### Records to use:
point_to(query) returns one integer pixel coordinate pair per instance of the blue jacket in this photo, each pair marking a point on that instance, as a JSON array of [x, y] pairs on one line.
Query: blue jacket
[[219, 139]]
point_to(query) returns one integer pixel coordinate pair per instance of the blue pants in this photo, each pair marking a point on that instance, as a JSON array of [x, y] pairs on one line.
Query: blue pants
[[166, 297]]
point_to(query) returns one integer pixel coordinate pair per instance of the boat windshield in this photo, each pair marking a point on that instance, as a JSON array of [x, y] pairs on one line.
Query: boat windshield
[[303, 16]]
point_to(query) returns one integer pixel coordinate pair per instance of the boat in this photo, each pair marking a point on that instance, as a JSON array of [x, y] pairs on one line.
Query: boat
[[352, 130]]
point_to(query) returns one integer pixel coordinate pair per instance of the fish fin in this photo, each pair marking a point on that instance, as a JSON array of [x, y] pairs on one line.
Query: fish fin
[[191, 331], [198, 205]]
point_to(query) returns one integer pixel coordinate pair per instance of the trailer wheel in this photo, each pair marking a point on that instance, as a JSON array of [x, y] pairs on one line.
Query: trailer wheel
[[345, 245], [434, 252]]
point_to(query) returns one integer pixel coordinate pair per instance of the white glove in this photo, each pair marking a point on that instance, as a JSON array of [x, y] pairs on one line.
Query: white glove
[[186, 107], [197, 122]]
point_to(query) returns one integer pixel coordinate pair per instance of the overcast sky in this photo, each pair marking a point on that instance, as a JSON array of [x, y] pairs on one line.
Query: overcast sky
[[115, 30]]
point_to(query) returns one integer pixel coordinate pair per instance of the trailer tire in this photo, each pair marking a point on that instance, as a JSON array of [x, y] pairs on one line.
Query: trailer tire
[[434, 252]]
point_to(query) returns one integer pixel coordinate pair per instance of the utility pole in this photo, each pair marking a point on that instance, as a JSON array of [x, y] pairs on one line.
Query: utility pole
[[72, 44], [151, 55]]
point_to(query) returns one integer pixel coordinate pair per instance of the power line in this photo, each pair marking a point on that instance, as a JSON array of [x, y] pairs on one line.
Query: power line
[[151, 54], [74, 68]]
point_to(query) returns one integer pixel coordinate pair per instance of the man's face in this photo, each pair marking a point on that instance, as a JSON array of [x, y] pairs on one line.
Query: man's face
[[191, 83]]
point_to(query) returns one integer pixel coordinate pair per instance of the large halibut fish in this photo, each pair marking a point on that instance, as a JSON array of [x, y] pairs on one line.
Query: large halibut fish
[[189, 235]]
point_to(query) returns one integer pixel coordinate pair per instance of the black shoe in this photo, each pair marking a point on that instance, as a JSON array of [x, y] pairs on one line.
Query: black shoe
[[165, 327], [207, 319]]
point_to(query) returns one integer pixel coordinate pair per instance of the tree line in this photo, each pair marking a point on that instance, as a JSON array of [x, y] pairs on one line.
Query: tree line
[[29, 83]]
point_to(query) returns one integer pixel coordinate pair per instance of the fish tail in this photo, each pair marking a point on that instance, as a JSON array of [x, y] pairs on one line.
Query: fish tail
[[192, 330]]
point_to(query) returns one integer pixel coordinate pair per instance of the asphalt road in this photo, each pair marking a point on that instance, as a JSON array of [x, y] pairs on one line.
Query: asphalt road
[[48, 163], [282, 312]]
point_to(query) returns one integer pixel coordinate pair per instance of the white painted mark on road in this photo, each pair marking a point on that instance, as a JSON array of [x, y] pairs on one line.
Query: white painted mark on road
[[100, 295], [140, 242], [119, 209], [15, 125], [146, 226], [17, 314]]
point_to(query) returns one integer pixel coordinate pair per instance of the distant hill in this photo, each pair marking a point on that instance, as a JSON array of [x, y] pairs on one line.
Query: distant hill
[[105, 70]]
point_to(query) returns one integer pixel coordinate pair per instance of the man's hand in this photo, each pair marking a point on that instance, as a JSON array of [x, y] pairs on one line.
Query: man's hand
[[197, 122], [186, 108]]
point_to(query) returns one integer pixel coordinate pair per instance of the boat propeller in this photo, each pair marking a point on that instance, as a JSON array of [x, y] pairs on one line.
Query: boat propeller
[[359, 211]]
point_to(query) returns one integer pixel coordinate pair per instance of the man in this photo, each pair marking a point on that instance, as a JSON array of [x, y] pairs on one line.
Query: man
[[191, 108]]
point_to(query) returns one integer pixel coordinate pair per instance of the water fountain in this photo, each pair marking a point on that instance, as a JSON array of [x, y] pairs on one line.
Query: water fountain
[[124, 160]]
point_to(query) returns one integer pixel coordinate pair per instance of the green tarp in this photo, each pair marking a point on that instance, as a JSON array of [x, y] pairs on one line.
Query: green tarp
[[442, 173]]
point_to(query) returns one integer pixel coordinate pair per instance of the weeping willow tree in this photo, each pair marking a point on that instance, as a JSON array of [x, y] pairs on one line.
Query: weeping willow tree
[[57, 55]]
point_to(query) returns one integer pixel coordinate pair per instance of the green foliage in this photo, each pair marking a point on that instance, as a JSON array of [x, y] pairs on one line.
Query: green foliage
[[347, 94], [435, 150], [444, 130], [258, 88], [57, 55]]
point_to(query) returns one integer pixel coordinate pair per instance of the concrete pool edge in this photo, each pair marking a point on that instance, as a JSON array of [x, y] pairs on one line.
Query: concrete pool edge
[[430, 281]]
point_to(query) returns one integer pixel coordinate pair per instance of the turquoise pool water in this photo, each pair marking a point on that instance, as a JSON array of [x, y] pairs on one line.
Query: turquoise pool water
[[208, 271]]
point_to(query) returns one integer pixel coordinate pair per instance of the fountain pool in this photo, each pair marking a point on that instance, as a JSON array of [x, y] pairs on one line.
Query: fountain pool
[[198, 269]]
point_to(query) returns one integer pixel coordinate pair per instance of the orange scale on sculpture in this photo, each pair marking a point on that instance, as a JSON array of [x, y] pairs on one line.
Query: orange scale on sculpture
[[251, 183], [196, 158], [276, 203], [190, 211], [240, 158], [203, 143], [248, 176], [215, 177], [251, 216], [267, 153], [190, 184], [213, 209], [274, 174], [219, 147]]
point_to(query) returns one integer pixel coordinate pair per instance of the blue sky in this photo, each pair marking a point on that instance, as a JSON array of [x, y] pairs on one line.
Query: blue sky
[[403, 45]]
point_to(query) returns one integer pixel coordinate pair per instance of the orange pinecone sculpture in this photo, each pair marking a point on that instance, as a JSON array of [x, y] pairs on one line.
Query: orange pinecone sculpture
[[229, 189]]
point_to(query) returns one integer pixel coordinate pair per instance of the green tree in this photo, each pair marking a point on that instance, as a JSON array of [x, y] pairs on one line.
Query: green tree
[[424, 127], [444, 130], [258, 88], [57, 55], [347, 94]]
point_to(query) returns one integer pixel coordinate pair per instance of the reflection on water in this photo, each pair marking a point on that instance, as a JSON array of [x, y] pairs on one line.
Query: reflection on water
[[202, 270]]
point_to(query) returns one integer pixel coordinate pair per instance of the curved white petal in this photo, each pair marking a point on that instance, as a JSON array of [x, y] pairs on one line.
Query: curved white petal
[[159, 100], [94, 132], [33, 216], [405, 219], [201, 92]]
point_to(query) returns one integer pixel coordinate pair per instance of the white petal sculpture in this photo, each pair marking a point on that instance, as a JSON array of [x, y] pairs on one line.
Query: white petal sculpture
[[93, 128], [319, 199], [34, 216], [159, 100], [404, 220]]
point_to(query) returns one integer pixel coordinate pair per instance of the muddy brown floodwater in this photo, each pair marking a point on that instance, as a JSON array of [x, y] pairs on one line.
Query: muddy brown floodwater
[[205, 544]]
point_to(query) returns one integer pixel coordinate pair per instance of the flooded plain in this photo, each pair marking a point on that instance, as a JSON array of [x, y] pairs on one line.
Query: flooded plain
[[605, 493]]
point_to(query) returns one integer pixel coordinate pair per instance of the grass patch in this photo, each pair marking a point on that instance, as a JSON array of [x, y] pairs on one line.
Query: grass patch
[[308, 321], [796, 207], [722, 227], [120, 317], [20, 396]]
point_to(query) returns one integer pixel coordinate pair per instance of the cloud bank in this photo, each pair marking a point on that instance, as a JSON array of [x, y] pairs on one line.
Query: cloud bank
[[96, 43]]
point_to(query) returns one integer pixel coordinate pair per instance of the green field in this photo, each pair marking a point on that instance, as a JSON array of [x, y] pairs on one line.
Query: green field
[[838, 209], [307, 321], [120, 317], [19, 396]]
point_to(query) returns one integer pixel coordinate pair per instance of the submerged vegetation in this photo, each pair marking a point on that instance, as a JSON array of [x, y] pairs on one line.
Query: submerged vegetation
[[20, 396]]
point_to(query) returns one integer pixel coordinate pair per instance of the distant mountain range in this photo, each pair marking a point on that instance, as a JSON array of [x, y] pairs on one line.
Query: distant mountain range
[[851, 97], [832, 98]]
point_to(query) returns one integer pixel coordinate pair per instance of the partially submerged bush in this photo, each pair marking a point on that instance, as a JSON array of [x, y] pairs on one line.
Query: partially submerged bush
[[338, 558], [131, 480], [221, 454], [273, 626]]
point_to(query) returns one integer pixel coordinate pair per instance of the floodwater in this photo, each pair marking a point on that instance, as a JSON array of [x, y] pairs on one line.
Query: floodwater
* * *
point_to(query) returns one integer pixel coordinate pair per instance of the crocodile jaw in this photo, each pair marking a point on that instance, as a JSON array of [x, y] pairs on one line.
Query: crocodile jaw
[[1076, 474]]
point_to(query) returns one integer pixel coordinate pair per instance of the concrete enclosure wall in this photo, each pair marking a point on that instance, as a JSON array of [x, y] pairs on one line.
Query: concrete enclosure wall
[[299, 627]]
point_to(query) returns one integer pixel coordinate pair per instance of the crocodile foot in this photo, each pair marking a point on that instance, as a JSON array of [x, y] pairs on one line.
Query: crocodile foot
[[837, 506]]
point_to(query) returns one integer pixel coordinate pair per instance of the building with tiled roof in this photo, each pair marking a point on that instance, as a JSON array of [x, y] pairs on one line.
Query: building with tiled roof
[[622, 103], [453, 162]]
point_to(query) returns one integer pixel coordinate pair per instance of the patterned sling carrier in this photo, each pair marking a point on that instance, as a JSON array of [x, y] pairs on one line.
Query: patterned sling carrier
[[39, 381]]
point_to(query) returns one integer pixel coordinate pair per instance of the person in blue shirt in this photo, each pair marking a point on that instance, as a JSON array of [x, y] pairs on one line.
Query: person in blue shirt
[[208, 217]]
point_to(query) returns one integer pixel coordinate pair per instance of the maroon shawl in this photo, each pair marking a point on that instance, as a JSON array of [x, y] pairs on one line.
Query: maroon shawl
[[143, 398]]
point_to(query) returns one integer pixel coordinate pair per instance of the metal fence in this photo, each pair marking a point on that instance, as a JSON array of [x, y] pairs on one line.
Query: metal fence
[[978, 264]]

### Short task:
Copy the lines from the one containing "the blue jacket" up to and including the one containing "[[219, 139]]".

### Right answer:
point_to(query) returns one integer pixel coordinate pair per instance of the blue jacket in this photo, each pair marking a point on that instance, as a JSON array of [x, y] pairs on one line.
Query: blue jacket
[[219, 139]]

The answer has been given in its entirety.